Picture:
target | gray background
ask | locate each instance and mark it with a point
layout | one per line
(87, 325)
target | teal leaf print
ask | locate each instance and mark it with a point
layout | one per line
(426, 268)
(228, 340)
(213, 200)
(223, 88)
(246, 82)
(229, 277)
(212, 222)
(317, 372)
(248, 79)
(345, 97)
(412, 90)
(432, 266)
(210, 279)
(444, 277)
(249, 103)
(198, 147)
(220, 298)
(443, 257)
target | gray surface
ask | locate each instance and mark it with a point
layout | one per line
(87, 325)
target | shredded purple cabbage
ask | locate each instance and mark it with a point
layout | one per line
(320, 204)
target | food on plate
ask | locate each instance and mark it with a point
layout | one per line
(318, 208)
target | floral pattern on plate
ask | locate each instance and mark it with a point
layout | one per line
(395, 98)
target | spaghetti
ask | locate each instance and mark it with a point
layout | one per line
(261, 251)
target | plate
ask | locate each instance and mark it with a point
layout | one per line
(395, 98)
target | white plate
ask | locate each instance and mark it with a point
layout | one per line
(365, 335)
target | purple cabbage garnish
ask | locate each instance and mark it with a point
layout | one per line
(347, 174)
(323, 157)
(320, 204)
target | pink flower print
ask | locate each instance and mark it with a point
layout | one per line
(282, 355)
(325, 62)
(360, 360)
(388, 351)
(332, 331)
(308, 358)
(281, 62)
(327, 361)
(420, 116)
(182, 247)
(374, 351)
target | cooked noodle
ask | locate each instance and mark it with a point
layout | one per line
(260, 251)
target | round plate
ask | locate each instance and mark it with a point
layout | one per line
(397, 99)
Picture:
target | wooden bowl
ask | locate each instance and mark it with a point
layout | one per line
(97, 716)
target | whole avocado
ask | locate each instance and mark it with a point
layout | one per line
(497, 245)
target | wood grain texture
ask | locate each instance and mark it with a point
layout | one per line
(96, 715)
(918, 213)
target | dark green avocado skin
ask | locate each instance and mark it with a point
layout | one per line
______________________________
_PROBLEM DETAILS_
Nothing but the lines from the one that contains "target | wooden bowl" through the end of the listing above should be copied, each exactly as written.

_TASK RESULT_
target | wooden bowl
ask | locate each instance and mark it with a point
layout | one per line
(97, 716)
target | whole avocado
ask | locate each instance and mark it with a point
layout | one per line
(497, 245)
target | wood grain texture
ask | locate each instance and mark it with a point
layout | one per line
(96, 715)
(918, 213)
target | dark green avocado skin
ask | locate each instance and mark it with a point
layout | one per line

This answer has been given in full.